— begin —

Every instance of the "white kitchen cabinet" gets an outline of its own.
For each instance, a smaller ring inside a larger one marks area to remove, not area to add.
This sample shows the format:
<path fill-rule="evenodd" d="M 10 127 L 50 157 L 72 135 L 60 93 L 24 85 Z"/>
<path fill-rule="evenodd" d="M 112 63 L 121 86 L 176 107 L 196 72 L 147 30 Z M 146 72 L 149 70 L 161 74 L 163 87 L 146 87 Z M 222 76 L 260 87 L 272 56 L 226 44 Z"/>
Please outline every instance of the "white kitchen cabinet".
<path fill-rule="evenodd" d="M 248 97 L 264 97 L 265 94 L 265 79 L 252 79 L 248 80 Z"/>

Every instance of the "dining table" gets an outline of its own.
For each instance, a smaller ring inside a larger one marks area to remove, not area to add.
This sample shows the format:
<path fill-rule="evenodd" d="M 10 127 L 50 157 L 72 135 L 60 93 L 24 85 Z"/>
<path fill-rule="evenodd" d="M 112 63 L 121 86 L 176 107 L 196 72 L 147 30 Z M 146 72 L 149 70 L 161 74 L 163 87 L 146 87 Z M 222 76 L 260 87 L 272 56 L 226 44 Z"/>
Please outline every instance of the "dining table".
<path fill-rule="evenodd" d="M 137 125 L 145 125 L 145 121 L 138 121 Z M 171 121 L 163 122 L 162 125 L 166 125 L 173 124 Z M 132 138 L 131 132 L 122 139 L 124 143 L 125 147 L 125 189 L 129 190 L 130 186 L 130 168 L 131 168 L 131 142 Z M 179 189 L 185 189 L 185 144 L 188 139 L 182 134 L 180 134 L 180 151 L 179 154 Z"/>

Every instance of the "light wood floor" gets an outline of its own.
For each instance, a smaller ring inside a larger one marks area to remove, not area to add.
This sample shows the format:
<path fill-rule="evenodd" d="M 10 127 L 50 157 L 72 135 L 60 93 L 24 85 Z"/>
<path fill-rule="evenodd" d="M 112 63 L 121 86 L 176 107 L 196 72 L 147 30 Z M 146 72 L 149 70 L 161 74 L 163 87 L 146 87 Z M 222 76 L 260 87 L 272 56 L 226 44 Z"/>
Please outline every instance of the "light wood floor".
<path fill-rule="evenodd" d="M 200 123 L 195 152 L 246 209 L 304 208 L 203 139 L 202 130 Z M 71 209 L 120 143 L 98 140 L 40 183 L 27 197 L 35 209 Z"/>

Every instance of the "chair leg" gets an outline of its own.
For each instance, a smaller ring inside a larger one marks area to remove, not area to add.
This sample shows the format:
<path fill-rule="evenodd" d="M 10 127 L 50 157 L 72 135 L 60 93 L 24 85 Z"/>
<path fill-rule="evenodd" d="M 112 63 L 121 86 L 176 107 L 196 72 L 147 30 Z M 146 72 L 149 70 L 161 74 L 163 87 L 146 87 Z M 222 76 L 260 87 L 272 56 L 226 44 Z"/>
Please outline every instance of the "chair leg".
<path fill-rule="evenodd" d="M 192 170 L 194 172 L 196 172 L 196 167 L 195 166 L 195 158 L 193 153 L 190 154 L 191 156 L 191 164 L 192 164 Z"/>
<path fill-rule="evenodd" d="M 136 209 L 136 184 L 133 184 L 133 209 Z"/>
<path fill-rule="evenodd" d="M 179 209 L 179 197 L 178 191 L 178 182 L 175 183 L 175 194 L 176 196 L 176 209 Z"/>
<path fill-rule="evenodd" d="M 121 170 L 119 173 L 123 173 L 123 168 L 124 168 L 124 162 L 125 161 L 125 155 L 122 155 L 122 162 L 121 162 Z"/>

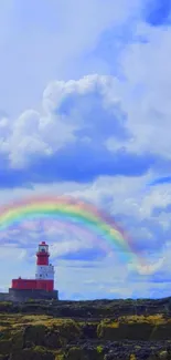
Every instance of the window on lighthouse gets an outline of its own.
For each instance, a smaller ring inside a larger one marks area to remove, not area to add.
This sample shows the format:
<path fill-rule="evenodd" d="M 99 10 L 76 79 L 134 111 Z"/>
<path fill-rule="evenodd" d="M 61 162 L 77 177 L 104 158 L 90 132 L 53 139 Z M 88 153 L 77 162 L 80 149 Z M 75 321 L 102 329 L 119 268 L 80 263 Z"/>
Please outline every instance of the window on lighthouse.
<path fill-rule="evenodd" d="M 47 246 L 45 246 L 45 245 L 40 245 L 40 246 L 39 246 L 39 251 L 40 251 L 40 253 L 47 253 Z"/>

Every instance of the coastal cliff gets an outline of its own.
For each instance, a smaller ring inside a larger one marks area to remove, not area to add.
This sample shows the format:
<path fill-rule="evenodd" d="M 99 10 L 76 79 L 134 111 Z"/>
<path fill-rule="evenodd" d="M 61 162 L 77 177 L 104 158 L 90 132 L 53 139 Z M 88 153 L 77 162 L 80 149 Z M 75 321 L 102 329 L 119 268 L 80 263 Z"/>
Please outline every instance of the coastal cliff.
<path fill-rule="evenodd" d="M 0 360 L 171 359 L 171 298 L 0 302 Z"/>

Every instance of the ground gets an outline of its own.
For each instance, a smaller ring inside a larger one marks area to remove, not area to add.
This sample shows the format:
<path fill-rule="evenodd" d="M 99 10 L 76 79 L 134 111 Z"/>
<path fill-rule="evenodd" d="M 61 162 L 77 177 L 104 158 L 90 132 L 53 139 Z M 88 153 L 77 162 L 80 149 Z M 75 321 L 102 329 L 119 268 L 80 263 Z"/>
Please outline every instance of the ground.
<path fill-rule="evenodd" d="M 0 360 L 171 359 L 171 298 L 0 302 Z"/>

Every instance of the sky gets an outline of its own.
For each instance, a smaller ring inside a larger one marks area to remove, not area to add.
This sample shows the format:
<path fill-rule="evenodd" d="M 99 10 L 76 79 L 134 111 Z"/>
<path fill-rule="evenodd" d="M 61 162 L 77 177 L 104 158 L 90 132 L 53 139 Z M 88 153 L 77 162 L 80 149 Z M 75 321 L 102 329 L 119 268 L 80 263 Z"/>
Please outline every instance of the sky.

— end —

PROBLEM REQUIREMENTS = Starting at the beginning of the material and going on through the line with "248 97 L 264", please write every line out again, requests included, scaling each coordinate in the answer outlines by 0.35 and rounding to whole numbers, with halves rounded up. Numbers in the requests and their format samples stay unchanged.

SOLUTION TO THE EXERCISE =
Every instance of the "white kitchen cabinet" gets an outline of its own.
For each instance, a smaller ring inside a larger one marks area to remove, not area to add.
This sample shows the format:
<path fill-rule="evenodd" d="M 10 127 L 50 157 L 72 135 L 60 93 L 24 85 Z"/>
<path fill-rule="evenodd" d="M 112 63 L 121 86 L 176 107 L 196 72 L 147 30 Z M 146 72 L 149 70 L 161 74 L 163 87 L 146 87 Z M 222 76 L 260 87 L 272 56 L 226 44 Z"/>
Please outline every instance of the "white kitchen cabinet".
<path fill-rule="evenodd" d="M 87 34 L 92 34 L 93 33 L 93 28 L 88 28 L 87 28 Z"/>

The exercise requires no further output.